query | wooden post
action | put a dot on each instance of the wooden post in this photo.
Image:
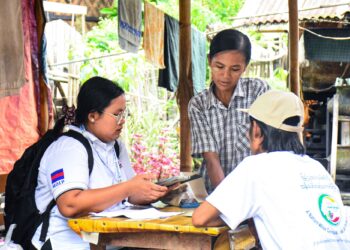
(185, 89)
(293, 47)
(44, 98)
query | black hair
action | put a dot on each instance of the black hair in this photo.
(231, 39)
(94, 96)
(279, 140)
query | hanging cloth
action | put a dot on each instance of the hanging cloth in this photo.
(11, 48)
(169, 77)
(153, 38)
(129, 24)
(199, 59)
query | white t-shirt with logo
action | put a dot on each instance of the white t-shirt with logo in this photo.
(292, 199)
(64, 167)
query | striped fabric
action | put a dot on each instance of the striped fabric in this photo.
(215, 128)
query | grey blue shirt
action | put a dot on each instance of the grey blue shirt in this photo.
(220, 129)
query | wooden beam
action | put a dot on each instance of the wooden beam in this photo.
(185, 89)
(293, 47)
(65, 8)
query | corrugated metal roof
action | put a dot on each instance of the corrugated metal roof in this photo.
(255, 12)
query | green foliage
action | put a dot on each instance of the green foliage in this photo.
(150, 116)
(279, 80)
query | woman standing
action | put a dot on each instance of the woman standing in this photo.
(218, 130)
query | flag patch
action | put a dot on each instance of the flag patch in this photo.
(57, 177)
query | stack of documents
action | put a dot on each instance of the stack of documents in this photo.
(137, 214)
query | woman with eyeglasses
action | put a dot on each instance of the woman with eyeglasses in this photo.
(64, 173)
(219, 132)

--

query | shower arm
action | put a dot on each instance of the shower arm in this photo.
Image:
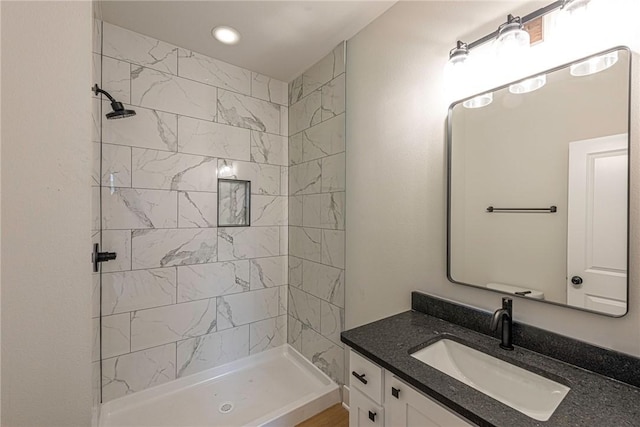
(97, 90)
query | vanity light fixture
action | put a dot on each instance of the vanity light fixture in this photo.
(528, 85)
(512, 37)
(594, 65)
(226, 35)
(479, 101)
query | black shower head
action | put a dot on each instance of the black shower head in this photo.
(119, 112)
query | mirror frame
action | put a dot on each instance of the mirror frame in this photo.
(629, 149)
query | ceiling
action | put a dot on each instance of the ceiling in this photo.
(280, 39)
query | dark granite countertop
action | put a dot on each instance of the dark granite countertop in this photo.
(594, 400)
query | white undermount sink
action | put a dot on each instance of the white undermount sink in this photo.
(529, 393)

> **DIRECTIONS FOR THIS TASK**
Look above for the line with "query | wooden post" and the line with "query | wooden beam", then restate exactly those two lines and all lines between them, with no pictures.

> **REPLY**
query | wooden post
action | put a dot on each instance of the wooden post in this photo.
Image:
(185, 89)
(293, 47)
(44, 98)
query | black hair
action | put a dot on each instance of the black hair in this photo.
(231, 39)
(94, 96)
(279, 140)
query | hanging cloth
action | put a dot on each instance of the hanging cloth in this photo.
(11, 48)
(169, 77)
(153, 38)
(129, 24)
(199, 59)
query | white t-shirt with logo
action | put a dot on each instance of the white t-shirt with logo in this photo.
(292, 199)
(64, 167)
query | striped fabric
action | put a dot on each instance of the striped fabric in this photo.
(215, 128)
query | grey blue shirt
action | put a dot on each instance of the grey blue shirt in this photo.
(220, 129)
query | wooden beam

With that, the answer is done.